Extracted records
□ □ □
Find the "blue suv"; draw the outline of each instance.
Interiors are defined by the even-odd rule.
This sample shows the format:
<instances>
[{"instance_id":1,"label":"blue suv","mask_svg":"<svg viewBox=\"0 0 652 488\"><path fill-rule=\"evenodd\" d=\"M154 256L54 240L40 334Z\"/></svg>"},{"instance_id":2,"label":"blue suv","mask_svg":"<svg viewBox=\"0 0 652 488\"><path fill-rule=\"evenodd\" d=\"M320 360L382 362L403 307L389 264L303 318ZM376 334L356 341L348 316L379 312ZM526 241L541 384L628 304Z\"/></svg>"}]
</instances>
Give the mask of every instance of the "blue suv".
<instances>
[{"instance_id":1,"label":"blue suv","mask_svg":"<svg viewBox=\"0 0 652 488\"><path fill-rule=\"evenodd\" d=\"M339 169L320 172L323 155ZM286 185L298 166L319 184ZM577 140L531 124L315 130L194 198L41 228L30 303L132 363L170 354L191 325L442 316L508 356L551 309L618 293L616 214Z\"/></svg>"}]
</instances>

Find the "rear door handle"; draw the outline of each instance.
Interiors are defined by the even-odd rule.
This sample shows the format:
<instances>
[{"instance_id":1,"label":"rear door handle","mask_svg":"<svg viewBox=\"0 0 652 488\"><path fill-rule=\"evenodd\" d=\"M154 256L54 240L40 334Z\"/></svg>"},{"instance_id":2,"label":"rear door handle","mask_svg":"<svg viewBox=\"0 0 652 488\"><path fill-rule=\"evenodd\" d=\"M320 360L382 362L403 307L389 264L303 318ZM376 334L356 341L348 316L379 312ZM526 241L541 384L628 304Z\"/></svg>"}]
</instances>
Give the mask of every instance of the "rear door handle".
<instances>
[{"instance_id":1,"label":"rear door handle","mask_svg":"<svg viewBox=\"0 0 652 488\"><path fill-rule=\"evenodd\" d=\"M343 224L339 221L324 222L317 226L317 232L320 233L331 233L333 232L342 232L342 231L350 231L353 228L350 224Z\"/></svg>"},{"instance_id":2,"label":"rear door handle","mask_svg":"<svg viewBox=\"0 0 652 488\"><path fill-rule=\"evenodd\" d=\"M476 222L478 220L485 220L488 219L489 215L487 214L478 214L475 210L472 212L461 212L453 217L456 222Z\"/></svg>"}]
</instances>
□ □ □
→ **Directive**:
Return every line exactly.

→ **Response to the exercise**:
Find the "blue suv"; draw the outline of each instance.
Interiors are defined by the even-odd rule.
This sample shows the format:
<instances>
[{"instance_id":1,"label":"blue suv","mask_svg":"<svg viewBox=\"0 0 652 488\"><path fill-rule=\"evenodd\" d=\"M154 256L54 240L40 334Z\"/></svg>"},{"instance_id":2,"label":"blue suv","mask_svg":"<svg viewBox=\"0 0 652 488\"><path fill-rule=\"evenodd\" d=\"M320 360L382 362L403 307L389 264L303 318ZM376 334L356 341L348 316L379 312ZM526 241L541 384L628 304Z\"/></svg>"}]
</instances>
Give the mask of every instance of the "blue suv".
<instances>
[{"instance_id":1,"label":"blue suv","mask_svg":"<svg viewBox=\"0 0 652 488\"><path fill-rule=\"evenodd\" d=\"M339 169L320 172L323 155ZM286 185L298 166L319 184ZM577 140L531 124L315 130L194 198L41 228L30 303L132 363L170 354L191 325L442 316L508 356L551 309L618 293L616 214Z\"/></svg>"}]
</instances>

Find the "rear door handle"; draw the outline of each instance.
Interiors are defined by the even-odd rule.
This sample shows the format:
<instances>
[{"instance_id":1,"label":"rear door handle","mask_svg":"<svg viewBox=\"0 0 652 488\"><path fill-rule=\"evenodd\" d=\"M154 256L54 240L40 334Z\"/></svg>"},{"instance_id":2,"label":"rear door handle","mask_svg":"<svg viewBox=\"0 0 652 488\"><path fill-rule=\"evenodd\" d=\"M320 360L382 362L403 307L389 264L303 318ZM376 334L356 341L348 316L379 312ZM526 241L541 384L628 304Z\"/></svg>"}]
</instances>
Give the mask of every instance of the "rear door handle".
<instances>
[{"instance_id":1,"label":"rear door handle","mask_svg":"<svg viewBox=\"0 0 652 488\"><path fill-rule=\"evenodd\" d=\"M343 224L339 221L324 222L317 226L317 232L320 233L331 233L333 232L342 232L342 231L350 231L353 228L350 224Z\"/></svg>"},{"instance_id":2,"label":"rear door handle","mask_svg":"<svg viewBox=\"0 0 652 488\"><path fill-rule=\"evenodd\" d=\"M476 222L478 220L485 220L488 219L489 215L487 214L478 214L475 210L472 212L461 212L453 217L456 222Z\"/></svg>"}]
</instances>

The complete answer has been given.